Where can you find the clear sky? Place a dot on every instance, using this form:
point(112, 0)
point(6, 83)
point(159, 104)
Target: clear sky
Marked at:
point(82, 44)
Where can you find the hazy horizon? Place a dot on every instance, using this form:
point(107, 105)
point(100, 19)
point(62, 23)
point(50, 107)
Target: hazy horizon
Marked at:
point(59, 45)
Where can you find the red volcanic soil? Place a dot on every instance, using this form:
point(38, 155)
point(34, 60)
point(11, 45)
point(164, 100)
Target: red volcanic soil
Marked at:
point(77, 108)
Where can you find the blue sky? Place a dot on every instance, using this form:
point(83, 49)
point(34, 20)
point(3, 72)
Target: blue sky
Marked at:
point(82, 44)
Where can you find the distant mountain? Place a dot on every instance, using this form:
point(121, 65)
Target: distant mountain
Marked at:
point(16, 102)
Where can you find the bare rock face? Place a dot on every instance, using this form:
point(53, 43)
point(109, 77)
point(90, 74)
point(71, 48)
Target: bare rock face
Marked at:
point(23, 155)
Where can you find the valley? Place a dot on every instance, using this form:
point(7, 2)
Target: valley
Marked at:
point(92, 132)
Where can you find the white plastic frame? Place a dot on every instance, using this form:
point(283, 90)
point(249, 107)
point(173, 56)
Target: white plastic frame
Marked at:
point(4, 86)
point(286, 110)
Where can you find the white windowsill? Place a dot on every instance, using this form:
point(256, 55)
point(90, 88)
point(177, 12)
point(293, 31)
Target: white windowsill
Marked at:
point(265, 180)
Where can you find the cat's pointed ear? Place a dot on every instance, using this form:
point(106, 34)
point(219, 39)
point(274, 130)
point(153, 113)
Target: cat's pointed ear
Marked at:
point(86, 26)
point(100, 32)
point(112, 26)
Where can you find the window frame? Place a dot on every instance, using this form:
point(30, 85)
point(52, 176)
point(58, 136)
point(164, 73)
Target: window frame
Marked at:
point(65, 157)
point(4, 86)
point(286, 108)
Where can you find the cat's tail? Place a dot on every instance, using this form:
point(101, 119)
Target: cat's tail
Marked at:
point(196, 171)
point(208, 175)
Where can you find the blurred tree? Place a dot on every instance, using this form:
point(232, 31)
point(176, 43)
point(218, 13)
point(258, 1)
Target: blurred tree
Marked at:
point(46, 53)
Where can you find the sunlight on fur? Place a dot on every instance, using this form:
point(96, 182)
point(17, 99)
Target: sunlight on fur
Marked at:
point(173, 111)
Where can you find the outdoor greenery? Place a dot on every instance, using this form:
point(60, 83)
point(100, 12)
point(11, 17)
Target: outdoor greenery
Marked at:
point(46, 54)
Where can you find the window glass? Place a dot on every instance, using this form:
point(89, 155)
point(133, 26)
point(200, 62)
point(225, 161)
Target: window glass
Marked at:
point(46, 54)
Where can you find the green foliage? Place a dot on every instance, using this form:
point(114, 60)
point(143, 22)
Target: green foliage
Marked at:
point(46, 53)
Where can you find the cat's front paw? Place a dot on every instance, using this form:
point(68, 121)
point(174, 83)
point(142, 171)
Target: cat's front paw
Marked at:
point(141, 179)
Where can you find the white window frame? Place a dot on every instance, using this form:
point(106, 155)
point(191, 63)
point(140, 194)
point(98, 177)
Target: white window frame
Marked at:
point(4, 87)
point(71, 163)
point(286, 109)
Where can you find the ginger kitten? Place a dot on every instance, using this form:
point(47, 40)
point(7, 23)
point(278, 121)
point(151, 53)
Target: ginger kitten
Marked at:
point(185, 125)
*-*-*
**Required task**
Please render every line of the records above as a numbered list, leaving out blank lines.

**Expected answer**
1. Where can you find the clear sky? Place a dot on every instance, using this form:
2. point(112, 0)
3. point(6, 83)
4. point(159, 104)
5. Target: clear sky
6. Marked at:
7. point(82, 44)
8. Where can you find the hazy horizon? Place a dot on every instance, using this form:
9. point(107, 105)
10. point(100, 19)
11. point(62, 23)
12. point(50, 107)
13. Target: hazy horizon
14. Marked at:
15. point(59, 45)
16. Where can you find the red volcanic soil? Place a dot on every instance, using this form:
17. point(38, 155)
18. point(34, 60)
19. point(11, 45)
20. point(164, 100)
21. Target: red volcanic soil
22. Marked at:
23. point(77, 108)
24. Where can you find the blue sky? Place a dot on every instance, using this form:
25. point(83, 49)
26. point(34, 20)
27. point(3, 72)
28. Target: blue sky
29. Marked at:
30. point(82, 44)
31. Where can you find the distant mountain? Place a dot on every instance, using this form:
32. point(121, 65)
33. Target: distant mountain
34. Marked at:
35. point(16, 102)
36. Where can you find the bare rock face? Place a dot on every instance, using this form:
37. point(53, 43)
38. point(109, 77)
39. point(90, 74)
40. point(71, 48)
41. Target: bare rock face
42. Marked at:
43. point(23, 155)
44. Where can you find the valley? Place a dot on every instance, using this form:
45. point(7, 2)
46. Target: valley
47. Marked at:
48. point(92, 132)
49. Where can you find the white plastic frame? Place a dot on every instance, using this form:
50. point(283, 90)
51. point(249, 107)
52. point(173, 56)
53. Target: white plastic frame
54. Marked at:
55. point(4, 86)
56. point(286, 110)
57. Where can you find the white windowsill? Place a dot on every instance, using this form:
58. point(256, 55)
59. point(90, 88)
60. point(177, 12)
61. point(293, 31)
62. Target: white windowsill
63. Marked at:
64. point(265, 180)
65. Where can you find the cat's pointed ear? Place a dot on every instance, using this form:
66. point(106, 34)
67. point(219, 39)
68. point(274, 130)
69. point(153, 113)
70. Target: cat's pointed ear
71. Marked at:
72. point(86, 26)
73. point(100, 32)
74. point(112, 26)
75. Where can you find the window frame? Place a dot on every instance, using this form:
76. point(30, 85)
77. point(52, 176)
78. point(58, 136)
79. point(164, 73)
80. Target: window frame
81. Marked at:
82. point(65, 157)
83. point(4, 86)
84. point(286, 108)
85. Where can you find the cat's tail? Place a dot on every instance, using this form:
86. point(101, 119)
87. Target: cat's tail
88. Marked at:
89. point(196, 171)
90. point(208, 175)
91. Where can you find the blurred tree? Place a dot on every instance, using this form:
92. point(232, 31)
93. point(176, 43)
94. point(218, 13)
95. point(258, 1)
96. Target: blurred tree
97. Marked at:
98. point(46, 53)
99. Where can you find the sunlight on fur? Place a dot on every instance, using this form:
100. point(96, 182)
101. point(17, 99)
102. Target: sunlight on fur
103. Marked at:
104. point(173, 111)
105. Where can you find the outdoor greenery? Place a dot on every instance, using this form:
106. point(60, 83)
107. point(100, 12)
108. point(11, 17)
109. Target: outdoor greenery
110. Marked at:
111. point(46, 54)
112. Where can you find the window glass? Place a dot on every instance, using this form:
113. point(89, 155)
114. point(133, 26)
115. point(200, 62)
116. point(225, 161)
117. Target: window glass
118. Marked at:
119. point(46, 54)
120. Where can you find the green foliage? Place a dot on every instance, using this form:
121. point(114, 60)
122. point(143, 22)
123. Target: green foliage
124. Marked at:
125. point(46, 53)
126. Where can you find the cat's front paw? Place a dot on every instance, using this form:
127. point(68, 121)
128. point(174, 83)
129. point(142, 171)
130. Target: cat's front paw
131. Marked at:
132. point(141, 179)
133. Where can you find the white window frame? Place a dot on every instance, using this form:
134. point(106, 155)
135. point(191, 63)
136. point(140, 194)
137. point(98, 177)
138. Target: white window frame
139. Marked at:
140. point(4, 87)
141. point(71, 163)
142. point(286, 109)
143. Where can you find the ginger kitten? Place a dot on every instance, using this form:
144. point(47, 40)
145. point(7, 23)
146. point(278, 121)
147. point(151, 53)
148. Target: ginger kitten
149. Marked at:
150. point(185, 125)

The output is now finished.